**Text extract**
The frustrations provoked quarrels between commanders. A majority
- General Heinz Guderian was the most outspoken - despaired of Hitler's diversions. Moscow was not only the capital of the Soviet Union, they argued, it was also a major centre for communications and the armaments industry. An attack on it would also draw in surviving Soviet armies to their final destruction. The Führer, however, kept his generals in order by exploiting their rivalries and disagreements. He told them that they knew nothing of economic matters. Leningrad and the Baltic had to be secured to protect essential trade with Sweden, while the agriculture of the Ukraine was vital to Germany. Yet his instinct to avoid the road to Moscow was partly a superstitious avoidance of Napoleon's footsteps.

[Items from a dataset]
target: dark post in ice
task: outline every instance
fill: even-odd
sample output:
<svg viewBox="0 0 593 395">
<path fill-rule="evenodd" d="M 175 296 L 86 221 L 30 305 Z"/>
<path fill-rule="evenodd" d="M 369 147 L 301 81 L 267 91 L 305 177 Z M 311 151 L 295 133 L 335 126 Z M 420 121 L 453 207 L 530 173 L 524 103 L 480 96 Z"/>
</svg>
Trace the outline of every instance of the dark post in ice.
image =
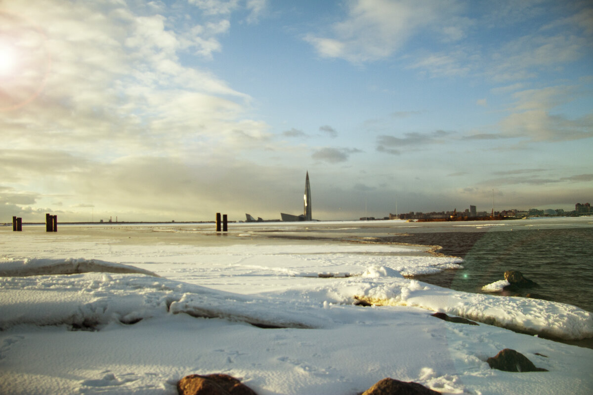
<svg viewBox="0 0 593 395">
<path fill-rule="evenodd" d="M 45 231 L 53 232 L 53 217 L 49 213 L 45 214 Z"/>
<path fill-rule="evenodd" d="M 58 232 L 58 216 L 45 214 L 45 231 Z"/>
<path fill-rule="evenodd" d="M 23 219 L 12 217 L 12 232 L 23 231 Z"/>
</svg>

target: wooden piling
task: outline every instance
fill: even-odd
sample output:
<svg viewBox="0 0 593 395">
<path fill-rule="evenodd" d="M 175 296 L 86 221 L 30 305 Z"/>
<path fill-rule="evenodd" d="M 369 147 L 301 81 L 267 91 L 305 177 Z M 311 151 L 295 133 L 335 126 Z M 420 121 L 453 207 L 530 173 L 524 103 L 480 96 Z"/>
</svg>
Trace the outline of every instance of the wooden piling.
<svg viewBox="0 0 593 395">
<path fill-rule="evenodd" d="M 216 232 L 221 231 L 221 213 L 216 213 Z"/>
</svg>

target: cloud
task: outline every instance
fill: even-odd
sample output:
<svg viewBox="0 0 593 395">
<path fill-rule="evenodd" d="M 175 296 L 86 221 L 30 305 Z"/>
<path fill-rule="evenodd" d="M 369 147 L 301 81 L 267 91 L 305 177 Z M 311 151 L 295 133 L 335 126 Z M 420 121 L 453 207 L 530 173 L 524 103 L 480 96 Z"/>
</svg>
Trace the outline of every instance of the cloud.
<svg viewBox="0 0 593 395">
<path fill-rule="evenodd" d="M 577 182 L 588 182 L 593 181 L 593 174 L 579 174 L 570 177 L 562 177 L 560 178 L 562 181 L 576 181 Z"/>
<path fill-rule="evenodd" d="M 0 107 L 22 104 L 0 118 L 4 135 L 20 148 L 75 149 L 113 159 L 141 150 L 222 150 L 246 136 L 269 137 L 264 123 L 246 116 L 247 95 L 180 60 L 218 50 L 212 39 L 228 31 L 228 21 L 176 23 L 172 10 L 163 5 L 155 14 L 144 3 L 132 9 L 116 2 L 47 2 L 33 8 L 11 2 L 10 14 L 0 15 L 0 29 L 12 32 L 17 49 L 28 54 L 23 72 L 0 93 Z"/>
<path fill-rule="evenodd" d="M 239 7 L 239 0 L 187 0 L 206 15 L 227 15 Z"/>
<path fill-rule="evenodd" d="M 515 174 L 530 174 L 531 173 L 538 173 L 546 171 L 546 169 L 517 169 L 516 170 L 508 170 L 506 171 L 498 171 L 492 173 L 495 175 L 514 175 Z"/>
<path fill-rule="evenodd" d="M 323 131 L 327 133 L 327 134 L 332 139 L 337 137 L 337 131 L 336 130 L 336 129 L 333 129 L 333 127 L 331 127 L 329 125 L 326 125 L 324 126 L 320 126 L 319 130 L 320 131 Z"/>
<path fill-rule="evenodd" d="M 512 114 L 499 123 L 503 133 L 532 142 L 561 142 L 593 137 L 593 115 L 570 120 L 543 110 Z"/>
<path fill-rule="evenodd" d="M 298 129 L 295 129 L 292 128 L 290 130 L 285 130 L 282 132 L 282 136 L 286 137 L 308 137 L 309 135 L 305 133 L 302 130 L 299 130 Z"/>
<path fill-rule="evenodd" d="M 34 192 L 18 191 L 11 187 L 0 185 L 0 206 L 34 204 L 39 198 L 39 194 Z"/>
<path fill-rule="evenodd" d="M 509 136 L 496 133 L 479 133 L 471 134 L 461 137 L 461 140 L 498 140 L 499 139 L 508 139 Z"/>
<path fill-rule="evenodd" d="M 391 113 L 393 118 L 408 118 L 413 115 L 422 114 L 423 111 L 394 111 Z"/>
<path fill-rule="evenodd" d="M 424 30 L 436 31 L 447 40 L 464 35 L 459 24 L 441 22 L 457 11 L 455 1 L 357 0 L 347 4 L 347 15 L 326 34 L 305 36 L 320 56 L 363 63 L 391 56 Z"/>
<path fill-rule="evenodd" d="M 553 70 L 581 59 L 590 51 L 587 38 L 568 32 L 527 35 L 492 51 L 486 73 L 498 82 L 530 79 L 543 70 Z"/>
<path fill-rule="evenodd" d="M 377 146 L 377 150 L 379 152 L 384 152 L 385 153 L 391 154 L 392 155 L 400 155 L 401 154 L 401 151 L 398 149 L 394 149 L 393 148 L 385 148 L 384 146 L 378 145 Z"/>
<path fill-rule="evenodd" d="M 311 157 L 315 160 L 337 163 L 346 162 L 350 154 L 359 152 L 362 151 L 355 148 L 325 147 L 316 150 Z"/>
<path fill-rule="evenodd" d="M 436 130 L 432 133 L 412 132 L 404 133 L 406 137 L 403 138 L 384 134 L 377 137 L 377 150 L 388 153 L 399 153 L 399 151 L 388 147 L 440 143 L 444 142 L 445 137 L 454 134 L 453 132 L 444 130 Z"/>
</svg>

**Exercise requirements**
• 1. Repeat the part of the passage on the German commanders' quarrels that runs between "The frustrations provoked" and "of Napoleon's footsteps.", inclusive.
• 2. Summarize the passage on the German commanders' quarrels in two sentences.
• 3. Answer these questions on the passage on the German commanders' quarrels:
(a) Which general was the most outspoken?
(b) What did Hitler say Leningrad and the Baltic had to be secured to protect?
(c) Which region's agriculture did Hitler call vital to Germany?

**Final results**
• 1.
The frustrations provoked quarrels between commanders. A majority
- General Heinz Guderian was the most outspoken - despaired of Hitler's diversions. Moscow was not only the capital of the Soviet Union, they argued, it was also a major centre for communications and the armaments industry. An attack on it would also draw in surviving Soviet armies to their final destruction. The Führer, however, kept his generals in order by exploiting their rivalries and disagreements. He told them that they knew nothing of economic matters. Leningrad and the Baltic had to be secured to protect essential trade with Sweden, while the agriculture of the Ukraine was vital to Germany. Yet his instinct to avoid the road to Moscow was partly a superstitious avoidance of Napoleon's footsteps.

• 2. Most German commanders, with General Heinz Guderian the most outspoken, despaired of Hitler's diversions and argued for an attack on Moscow, a major center for communications and the armaments industry that would also draw surviving Soviet armies to their final destruction. Hitler kept his generals in order by exploiting their rivalries and insisted on securing Leningrad, the Baltic and the Ukraine for economic reasons, though his avoidance of the road to Moscow was partly a superstitious avoidance of Napoleon's footsteps.

• 3.
(a) General Heinz Guderian
(b) Essential trade with Sweden
(c) The Ukraine